• Aim of the exercise
Collect each line in the rows below that contains the string "clicks", and copy those lines in their original order.

• Stored dataset items
━━━
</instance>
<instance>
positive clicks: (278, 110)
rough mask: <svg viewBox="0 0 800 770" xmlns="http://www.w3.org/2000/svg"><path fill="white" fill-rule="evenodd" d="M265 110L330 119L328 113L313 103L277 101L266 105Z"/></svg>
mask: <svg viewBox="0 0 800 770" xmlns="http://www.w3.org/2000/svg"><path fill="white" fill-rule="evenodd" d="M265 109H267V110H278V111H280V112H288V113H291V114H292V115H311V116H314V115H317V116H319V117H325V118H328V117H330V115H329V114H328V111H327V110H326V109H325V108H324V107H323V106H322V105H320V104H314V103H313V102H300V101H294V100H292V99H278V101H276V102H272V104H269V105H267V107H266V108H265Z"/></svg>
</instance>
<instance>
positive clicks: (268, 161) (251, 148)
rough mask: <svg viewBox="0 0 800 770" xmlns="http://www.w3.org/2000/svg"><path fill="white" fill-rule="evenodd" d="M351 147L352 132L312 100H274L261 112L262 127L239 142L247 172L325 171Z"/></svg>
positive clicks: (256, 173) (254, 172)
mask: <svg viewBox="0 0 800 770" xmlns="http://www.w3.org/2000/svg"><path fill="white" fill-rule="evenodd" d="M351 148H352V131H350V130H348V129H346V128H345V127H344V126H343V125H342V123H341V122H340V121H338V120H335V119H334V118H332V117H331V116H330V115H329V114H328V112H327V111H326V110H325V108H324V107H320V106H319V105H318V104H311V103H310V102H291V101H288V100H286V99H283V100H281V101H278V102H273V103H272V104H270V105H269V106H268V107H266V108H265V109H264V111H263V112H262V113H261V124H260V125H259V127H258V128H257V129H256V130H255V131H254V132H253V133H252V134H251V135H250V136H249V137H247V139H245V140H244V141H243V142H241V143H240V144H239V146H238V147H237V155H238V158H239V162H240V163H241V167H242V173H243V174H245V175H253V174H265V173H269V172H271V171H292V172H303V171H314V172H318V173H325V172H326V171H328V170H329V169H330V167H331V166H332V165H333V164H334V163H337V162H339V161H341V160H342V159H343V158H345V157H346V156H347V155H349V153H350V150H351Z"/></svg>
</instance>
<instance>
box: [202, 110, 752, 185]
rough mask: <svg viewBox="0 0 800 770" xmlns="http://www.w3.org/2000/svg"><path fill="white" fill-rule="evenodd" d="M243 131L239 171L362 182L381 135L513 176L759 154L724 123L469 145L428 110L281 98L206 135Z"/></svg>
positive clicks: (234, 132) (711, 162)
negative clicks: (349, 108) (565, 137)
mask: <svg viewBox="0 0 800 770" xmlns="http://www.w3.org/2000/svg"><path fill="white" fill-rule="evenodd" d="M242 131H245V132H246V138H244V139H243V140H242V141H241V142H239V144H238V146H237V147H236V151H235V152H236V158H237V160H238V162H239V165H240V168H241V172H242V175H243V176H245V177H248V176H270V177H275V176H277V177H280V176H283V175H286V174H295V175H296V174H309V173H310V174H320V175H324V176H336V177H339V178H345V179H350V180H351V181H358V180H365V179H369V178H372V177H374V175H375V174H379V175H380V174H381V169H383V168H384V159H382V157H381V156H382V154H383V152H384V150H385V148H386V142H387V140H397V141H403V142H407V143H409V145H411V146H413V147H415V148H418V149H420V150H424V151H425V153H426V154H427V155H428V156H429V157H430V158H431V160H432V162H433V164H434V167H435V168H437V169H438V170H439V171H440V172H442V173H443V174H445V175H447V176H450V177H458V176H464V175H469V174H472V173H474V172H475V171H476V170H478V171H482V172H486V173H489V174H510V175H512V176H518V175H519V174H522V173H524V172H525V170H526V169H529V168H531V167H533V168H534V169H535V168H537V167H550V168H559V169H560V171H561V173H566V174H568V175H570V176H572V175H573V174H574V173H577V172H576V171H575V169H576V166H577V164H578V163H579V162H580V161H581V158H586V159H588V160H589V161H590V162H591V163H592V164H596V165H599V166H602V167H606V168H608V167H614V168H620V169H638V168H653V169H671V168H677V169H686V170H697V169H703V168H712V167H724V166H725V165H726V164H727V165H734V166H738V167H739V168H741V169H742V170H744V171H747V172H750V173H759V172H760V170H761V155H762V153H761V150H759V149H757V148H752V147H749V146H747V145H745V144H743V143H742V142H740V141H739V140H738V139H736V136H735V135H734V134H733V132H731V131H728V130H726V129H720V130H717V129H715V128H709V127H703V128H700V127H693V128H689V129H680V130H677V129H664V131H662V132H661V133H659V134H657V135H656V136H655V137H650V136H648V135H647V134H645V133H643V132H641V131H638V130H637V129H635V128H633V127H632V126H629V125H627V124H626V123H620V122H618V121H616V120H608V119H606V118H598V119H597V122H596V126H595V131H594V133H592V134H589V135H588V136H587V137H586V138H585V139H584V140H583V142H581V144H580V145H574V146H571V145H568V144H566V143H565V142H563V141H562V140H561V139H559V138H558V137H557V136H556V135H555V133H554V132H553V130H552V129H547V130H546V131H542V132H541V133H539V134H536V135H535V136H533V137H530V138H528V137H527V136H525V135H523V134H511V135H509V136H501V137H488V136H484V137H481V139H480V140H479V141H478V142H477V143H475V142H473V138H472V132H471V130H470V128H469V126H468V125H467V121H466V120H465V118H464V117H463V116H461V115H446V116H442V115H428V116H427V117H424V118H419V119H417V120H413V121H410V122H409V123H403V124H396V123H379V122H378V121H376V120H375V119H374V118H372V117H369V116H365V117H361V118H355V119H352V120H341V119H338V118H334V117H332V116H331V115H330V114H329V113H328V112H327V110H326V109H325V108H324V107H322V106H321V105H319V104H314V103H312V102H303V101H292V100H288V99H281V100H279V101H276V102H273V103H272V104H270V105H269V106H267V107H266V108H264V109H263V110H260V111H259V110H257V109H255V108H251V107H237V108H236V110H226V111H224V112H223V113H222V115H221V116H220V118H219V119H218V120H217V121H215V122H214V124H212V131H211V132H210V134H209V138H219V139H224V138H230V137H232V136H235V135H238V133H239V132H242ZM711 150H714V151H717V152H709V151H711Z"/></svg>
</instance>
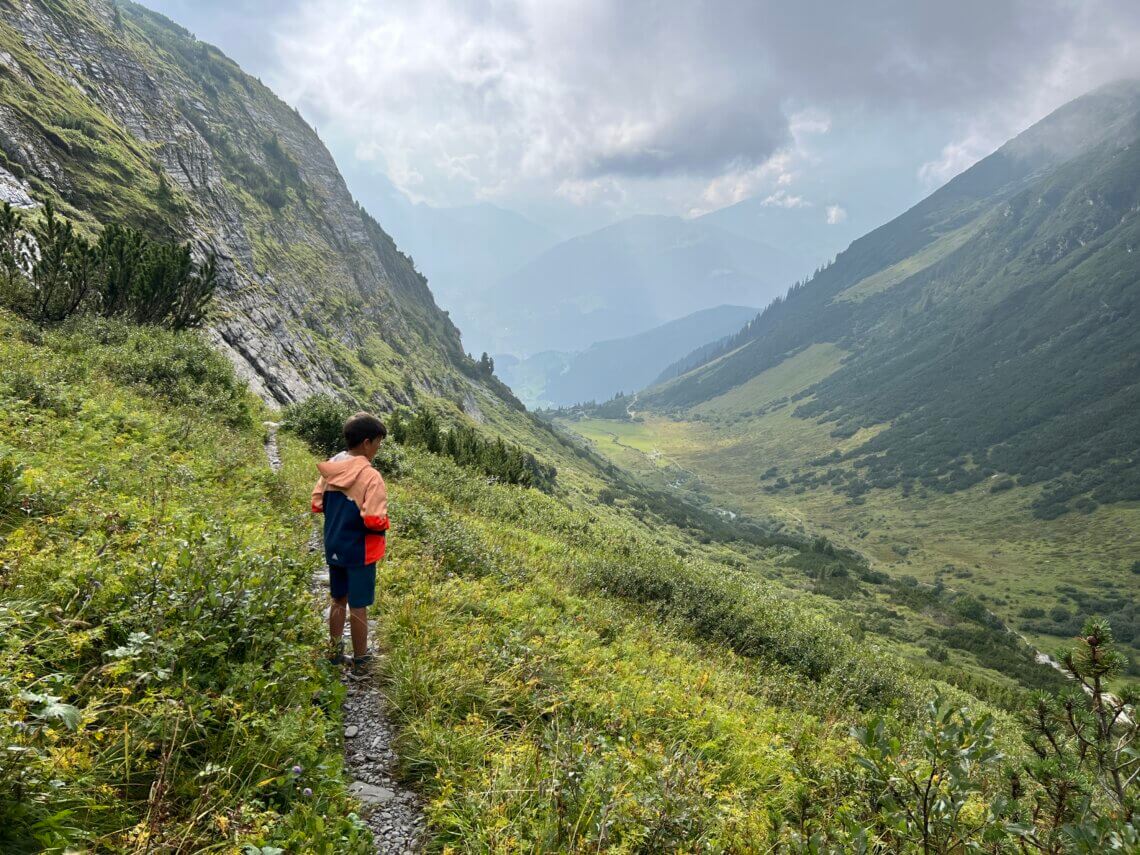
━━━
• Final answer
positive clicks: (278, 110)
positive clicks: (268, 161) (251, 148)
positive clicks: (256, 173) (254, 172)
positive clicks: (234, 132) (711, 162)
negative clicks: (349, 108) (565, 137)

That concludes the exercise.